(Data excerpts)
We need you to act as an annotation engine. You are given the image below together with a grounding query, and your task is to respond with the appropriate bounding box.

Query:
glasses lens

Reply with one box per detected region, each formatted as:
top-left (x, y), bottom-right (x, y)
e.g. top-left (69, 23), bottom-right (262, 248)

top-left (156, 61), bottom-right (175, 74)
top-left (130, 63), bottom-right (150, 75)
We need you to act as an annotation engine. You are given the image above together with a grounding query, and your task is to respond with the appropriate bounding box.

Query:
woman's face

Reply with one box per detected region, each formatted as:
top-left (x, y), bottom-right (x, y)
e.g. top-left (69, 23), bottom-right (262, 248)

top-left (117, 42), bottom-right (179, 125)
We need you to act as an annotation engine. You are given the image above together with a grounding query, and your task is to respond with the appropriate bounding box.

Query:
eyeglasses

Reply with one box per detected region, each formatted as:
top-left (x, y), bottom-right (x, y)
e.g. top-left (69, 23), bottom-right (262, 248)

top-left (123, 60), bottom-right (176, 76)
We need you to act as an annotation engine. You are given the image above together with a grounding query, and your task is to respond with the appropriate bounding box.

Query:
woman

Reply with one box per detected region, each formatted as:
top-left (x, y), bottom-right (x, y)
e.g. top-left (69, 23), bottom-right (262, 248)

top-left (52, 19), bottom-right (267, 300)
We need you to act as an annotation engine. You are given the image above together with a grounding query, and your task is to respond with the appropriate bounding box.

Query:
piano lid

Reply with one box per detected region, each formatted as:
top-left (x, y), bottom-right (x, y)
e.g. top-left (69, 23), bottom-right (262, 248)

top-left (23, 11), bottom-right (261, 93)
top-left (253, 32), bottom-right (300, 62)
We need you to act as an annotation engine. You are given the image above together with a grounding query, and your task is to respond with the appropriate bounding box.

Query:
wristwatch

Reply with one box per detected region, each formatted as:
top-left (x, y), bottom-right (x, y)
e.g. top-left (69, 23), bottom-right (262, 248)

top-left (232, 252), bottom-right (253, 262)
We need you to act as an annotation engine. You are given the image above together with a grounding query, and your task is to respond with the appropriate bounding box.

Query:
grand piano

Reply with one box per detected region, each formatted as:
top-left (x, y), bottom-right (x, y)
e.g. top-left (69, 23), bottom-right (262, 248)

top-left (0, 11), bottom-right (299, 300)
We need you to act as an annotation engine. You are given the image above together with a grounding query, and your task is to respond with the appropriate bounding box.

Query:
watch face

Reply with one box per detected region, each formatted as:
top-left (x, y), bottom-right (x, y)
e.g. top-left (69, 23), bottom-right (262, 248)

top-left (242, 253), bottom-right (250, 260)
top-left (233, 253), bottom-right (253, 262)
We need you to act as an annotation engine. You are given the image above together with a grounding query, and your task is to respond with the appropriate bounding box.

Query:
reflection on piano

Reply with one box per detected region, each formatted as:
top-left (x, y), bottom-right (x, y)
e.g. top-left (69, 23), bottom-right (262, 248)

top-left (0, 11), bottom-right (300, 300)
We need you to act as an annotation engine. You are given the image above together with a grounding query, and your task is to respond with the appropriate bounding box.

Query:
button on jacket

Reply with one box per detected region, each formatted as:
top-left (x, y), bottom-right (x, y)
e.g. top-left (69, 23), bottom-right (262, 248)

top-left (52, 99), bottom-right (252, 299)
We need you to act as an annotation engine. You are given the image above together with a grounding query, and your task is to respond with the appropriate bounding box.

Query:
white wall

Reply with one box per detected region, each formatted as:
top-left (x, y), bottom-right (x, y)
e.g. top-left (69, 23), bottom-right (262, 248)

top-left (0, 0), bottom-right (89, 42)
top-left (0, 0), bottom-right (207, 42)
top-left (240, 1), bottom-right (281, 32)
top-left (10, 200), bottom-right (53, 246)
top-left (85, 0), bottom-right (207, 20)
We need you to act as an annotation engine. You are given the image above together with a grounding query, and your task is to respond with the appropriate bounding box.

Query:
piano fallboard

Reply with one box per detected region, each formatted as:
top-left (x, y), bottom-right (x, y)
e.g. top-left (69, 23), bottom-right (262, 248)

§ About this exercise
Go through the data and copy each line exactly as it reads.

§ Solution for this problem
We need you to act as an annotation engine. You are given the image below together with a grounding query, and your task is to respond with the appropriate bounding box.

Query:
glasses lens

Reply with one box per detected region, each formatted as:
top-left (x, y), bottom-right (x, y)
e.g. top-left (69, 23), bottom-right (262, 248)

top-left (156, 61), bottom-right (175, 74)
top-left (130, 63), bottom-right (150, 75)
We need you to act as an annotation engine. You are given the image above together with a grounding query, and your task is to respond with the appropriate bounding box.

Query:
woman's face

Reply with one box per detected region, each formatted as:
top-left (x, y), bottom-right (x, y)
e.g. top-left (69, 23), bottom-right (262, 248)

top-left (117, 42), bottom-right (179, 125)
We need you to act as an annotation engine. You are given the image above together with a grounding query, and your task is to respond with the appropriate bounding box.

Query:
eyeglasses

Reply with one box per detected region, each formatted as:
top-left (x, y), bottom-right (x, y)
e.g. top-left (69, 23), bottom-right (262, 248)

top-left (123, 60), bottom-right (176, 76)
We need you to act as an annotation engine. You are given the image above together with a grounding query, and your task is to respond with the appropriate bounding box.

Query:
woman

Reply with one box per detected region, each formatted as:
top-left (x, y), bottom-right (x, y)
e.g. top-left (69, 23), bottom-right (262, 248)

top-left (52, 19), bottom-right (267, 300)
We need you to act as an annotation engine. You are given the image above together with a grounding query, and your task is to respond with the appropriate bounding box.

Query:
piano lid

Reply with one box per detected region, each formatted as:
top-left (x, y), bottom-right (x, y)
e.g. top-left (69, 23), bottom-right (262, 248)

top-left (23, 11), bottom-right (261, 93)
top-left (253, 32), bottom-right (300, 62)
We need you to act as an annotation engine. You are given the image above together with a grounding query, and your task is to respond with the appropriate bounding box.

Query:
wristwatch

Reply with one box per detected region, each formatted as:
top-left (x, y), bottom-right (x, y)
e.g. top-left (69, 23), bottom-right (262, 248)

top-left (232, 252), bottom-right (253, 262)
We need you to act as an annotation engine. You are given the image above together with a grounding query, and your task is to respond with the appropriate bounding box.

Query:
grand piano

Reply with one box per detected region, each formatted as:
top-left (x, y), bottom-right (x, y)
e.g. top-left (69, 23), bottom-right (262, 248)

top-left (0, 11), bottom-right (299, 300)
We need you to act as an annotation engine. You are given the image above together with a grounding query, and your task is to respond with the appropriate bounding box.

Query:
watch face

Reply with one box per detected region, each formatted as:
top-left (x, y), bottom-right (x, y)
e.g. top-left (69, 23), bottom-right (262, 248)

top-left (242, 253), bottom-right (250, 260)
top-left (233, 253), bottom-right (253, 262)
We need you to act as an annotation engine. You are given the image above together with a grounding query, and your task is to respond with the appropriate bounding box.

Query:
reflection on piano

Reply with one box per detected region, each formatted as:
top-left (x, y), bottom-right (x, y)
e.g. top-left (69, 23), bottom-right (262, 248)

top-left (0, 11), bottom-right (300, 300)
We need you to act as an annotation engine. You are given the image above together with a grounding query, and your task is to respond with the appropriate bounding box.

Query:
button on jacket

Reply with one box per detected region, each formatted as:
top-left (x, y), bottom-right (x, y)
e.g. top-left (69, 23), bottom-right (262, 248)

top-left (52, 99), bottom-right (252, 299)
We need you to act as an annotation engine. You are given the image above together with a grounding query, and your task is to respond with the appropriate bounding box.

Query:
white wall

Reply with one box per detected region, each formatted as:
top-left (x, y), bottom-right (x, y)
e.g. top-left (69, 23), bottom-right (262, 248)

top-left (0, 0), bottom-right (89, 42)
top-left (0, 0), bottom-right (207, 42)
top-left (240, 1), bottom-right (281, 32)
top-left (10, 200), bottom-right (53, 246)
top-left (85, 0), bottom-right (207, 20)
We need you to act as an annotation engine. You are given the image above together with a grounding query, and your task is to respond with the appropriate bounding box.

Query:
piano fallboard

Reply with one box per detected region, each formatted as:
top-left (x, y), bottom-right (x, y)
e.g. top-left (69, 23), bottom-right (262, 248)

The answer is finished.